Challenge »
Pull out each line of the listing that contains the word "tree", and copy those lines.

Material supplied »
-.-.-

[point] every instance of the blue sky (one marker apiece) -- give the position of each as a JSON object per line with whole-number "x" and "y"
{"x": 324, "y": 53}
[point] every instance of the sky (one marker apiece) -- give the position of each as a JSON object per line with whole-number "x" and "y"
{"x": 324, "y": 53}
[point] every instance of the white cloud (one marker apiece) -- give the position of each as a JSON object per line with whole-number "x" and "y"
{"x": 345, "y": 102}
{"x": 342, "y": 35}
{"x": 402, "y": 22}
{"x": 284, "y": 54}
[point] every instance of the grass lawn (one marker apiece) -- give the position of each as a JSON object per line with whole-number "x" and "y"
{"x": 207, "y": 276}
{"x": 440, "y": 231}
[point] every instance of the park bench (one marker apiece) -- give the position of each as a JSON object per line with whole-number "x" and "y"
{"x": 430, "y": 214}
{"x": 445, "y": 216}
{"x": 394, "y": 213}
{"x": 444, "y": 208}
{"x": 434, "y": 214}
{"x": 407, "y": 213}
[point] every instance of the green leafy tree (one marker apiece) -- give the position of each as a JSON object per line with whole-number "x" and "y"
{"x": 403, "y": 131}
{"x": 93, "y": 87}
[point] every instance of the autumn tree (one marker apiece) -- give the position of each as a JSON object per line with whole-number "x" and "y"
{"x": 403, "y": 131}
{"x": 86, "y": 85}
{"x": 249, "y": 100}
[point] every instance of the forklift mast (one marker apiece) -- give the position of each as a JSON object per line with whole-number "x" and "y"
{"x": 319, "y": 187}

-.-.-

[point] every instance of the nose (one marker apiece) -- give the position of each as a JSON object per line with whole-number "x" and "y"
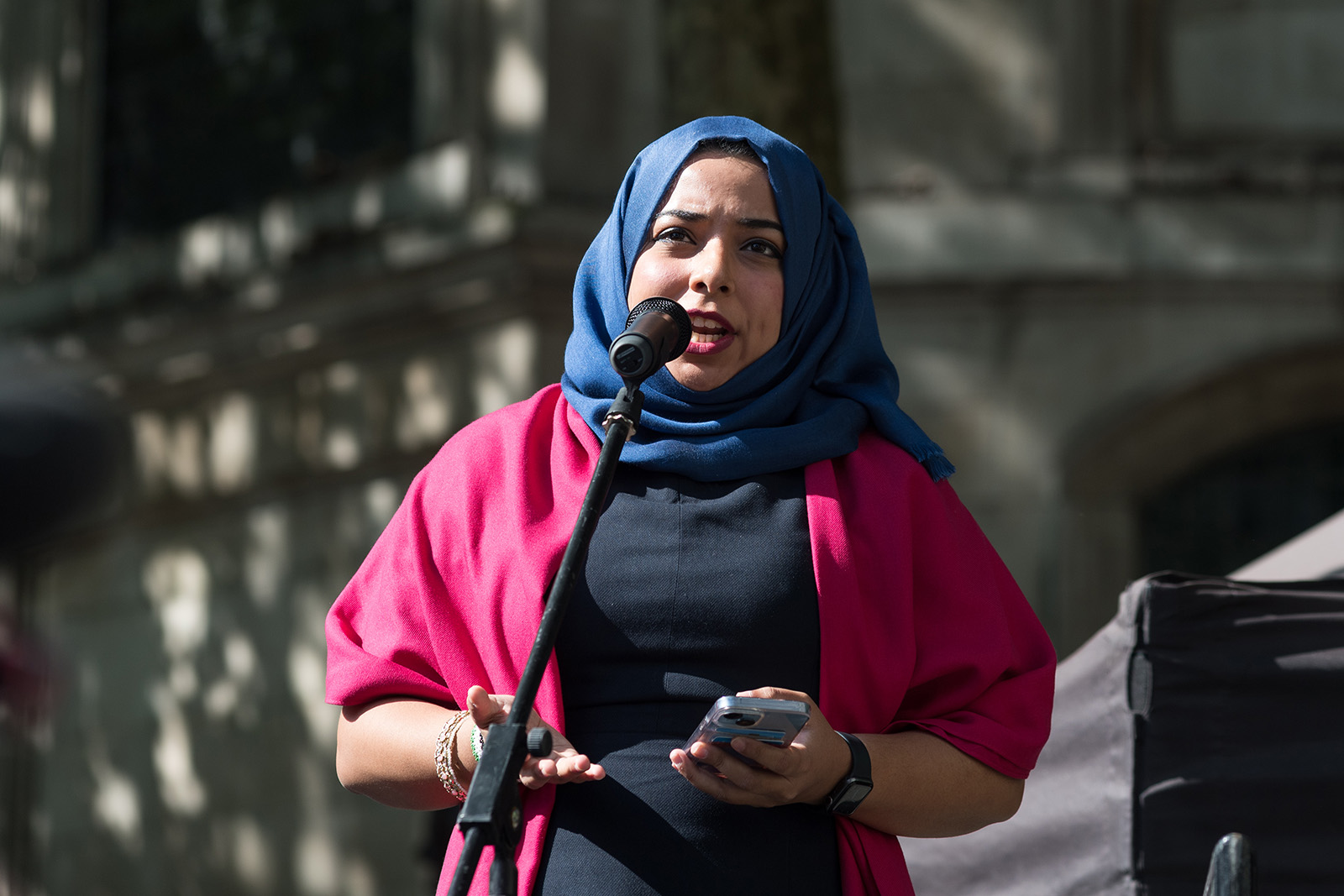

-.-.-

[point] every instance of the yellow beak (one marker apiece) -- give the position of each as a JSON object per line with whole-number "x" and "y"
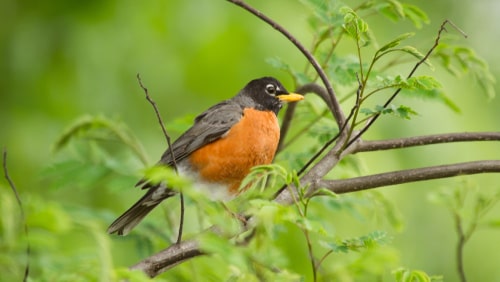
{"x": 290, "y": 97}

-.-.-

Exercise result »
[point] every instance of the green leafy tree (one marker apiece) -- give the position of each as a JSON object per line with whole-number "x" and "y"
[point] every instance of the autumn tree (one marker apiece) -- give the position of each as a JSON object per line with whole-number "x" and "y"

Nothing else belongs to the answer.